=== Extrait fourni ===

Au sujet de l’énergie, nous avons une fâcheuse
tendance à ne prendre en compte que l’énergie que nous consommons directement.
Or l’énergie « grise », demandée par l’extraction des matériaux, leur
transport, la production des biens, y compris celle nécessitée par la
construction des outils de production eux-mêmes, les emballages, les
livraisons, est parfois bien plus importante. Certains immeubles réclament pour
leur construction des dizaines de fois l’énergie consommée par saison de
chauffe. Cette énergie « grise » peut d’ailleurs être mise en jeu en
Chine ou ailleurs, et, quand on intègre les importations et exportations dans
les calculs, le bilan-carbone de la France est beaucoup moins reluisant.
Quant aux limites minières, l’équation est simple.

=== Entrées fournies ===

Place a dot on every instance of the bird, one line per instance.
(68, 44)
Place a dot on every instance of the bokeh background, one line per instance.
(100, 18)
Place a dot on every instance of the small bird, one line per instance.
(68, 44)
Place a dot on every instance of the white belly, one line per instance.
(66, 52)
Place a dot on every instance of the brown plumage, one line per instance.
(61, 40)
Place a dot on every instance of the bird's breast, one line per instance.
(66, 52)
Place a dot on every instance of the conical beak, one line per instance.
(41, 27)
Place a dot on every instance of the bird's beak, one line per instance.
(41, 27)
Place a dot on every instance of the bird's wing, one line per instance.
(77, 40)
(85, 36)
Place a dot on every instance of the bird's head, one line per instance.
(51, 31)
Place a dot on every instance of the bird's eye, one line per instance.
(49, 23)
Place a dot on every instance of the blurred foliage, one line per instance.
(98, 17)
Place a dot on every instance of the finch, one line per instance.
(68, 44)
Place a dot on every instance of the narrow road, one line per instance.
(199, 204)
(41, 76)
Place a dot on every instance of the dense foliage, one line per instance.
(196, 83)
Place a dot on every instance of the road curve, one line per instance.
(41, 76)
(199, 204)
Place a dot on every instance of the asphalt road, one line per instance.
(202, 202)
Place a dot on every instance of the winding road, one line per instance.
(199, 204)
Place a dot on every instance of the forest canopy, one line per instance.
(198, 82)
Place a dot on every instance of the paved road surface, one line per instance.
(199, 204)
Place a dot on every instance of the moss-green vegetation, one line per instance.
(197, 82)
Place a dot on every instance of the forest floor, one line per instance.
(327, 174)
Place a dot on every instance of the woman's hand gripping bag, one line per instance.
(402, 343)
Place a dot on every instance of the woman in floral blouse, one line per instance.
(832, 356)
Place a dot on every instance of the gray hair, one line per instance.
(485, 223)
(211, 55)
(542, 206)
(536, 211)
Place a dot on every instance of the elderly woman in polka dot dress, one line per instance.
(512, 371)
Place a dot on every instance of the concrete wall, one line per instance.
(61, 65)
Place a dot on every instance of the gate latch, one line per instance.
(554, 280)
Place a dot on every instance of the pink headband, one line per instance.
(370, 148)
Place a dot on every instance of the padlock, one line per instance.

===

• _À faire_
Recopiez, s'il vous plaît, le passage de l'extrait sur l'énergie grise situé entre « Au sujet de » et « beaucoup moins reluisant. », bornes comprises. Appuyez-vous uniquement sur l'extrait sur l'énergie grise.

• _Corrigé_
Au sujet de l’énergie, nous avons une fâcheuse
tendance à ne prendre en compte que l’énergie que nous consommons directement.
Or l’énergie « grise », demandée par l’extraction des matériaux, leur
transport, la production des biens, y compris celle nécessitée par la
construction des outils de production eux-mêmes, les emballages, les
livraisons, est parfois bien plus importante. Certains immeubles réclament pour
leur construction des dizaines de fois l’énergie consommée par saison de
chauffe. Cette énergie « grise » peut d’ailleurs être mise en jeu en
Chine ou ailleurs, et, quand on intègre les importations et exportations dans
les calculs, le bilan-carbone de la France est beaucoup moins reluisant.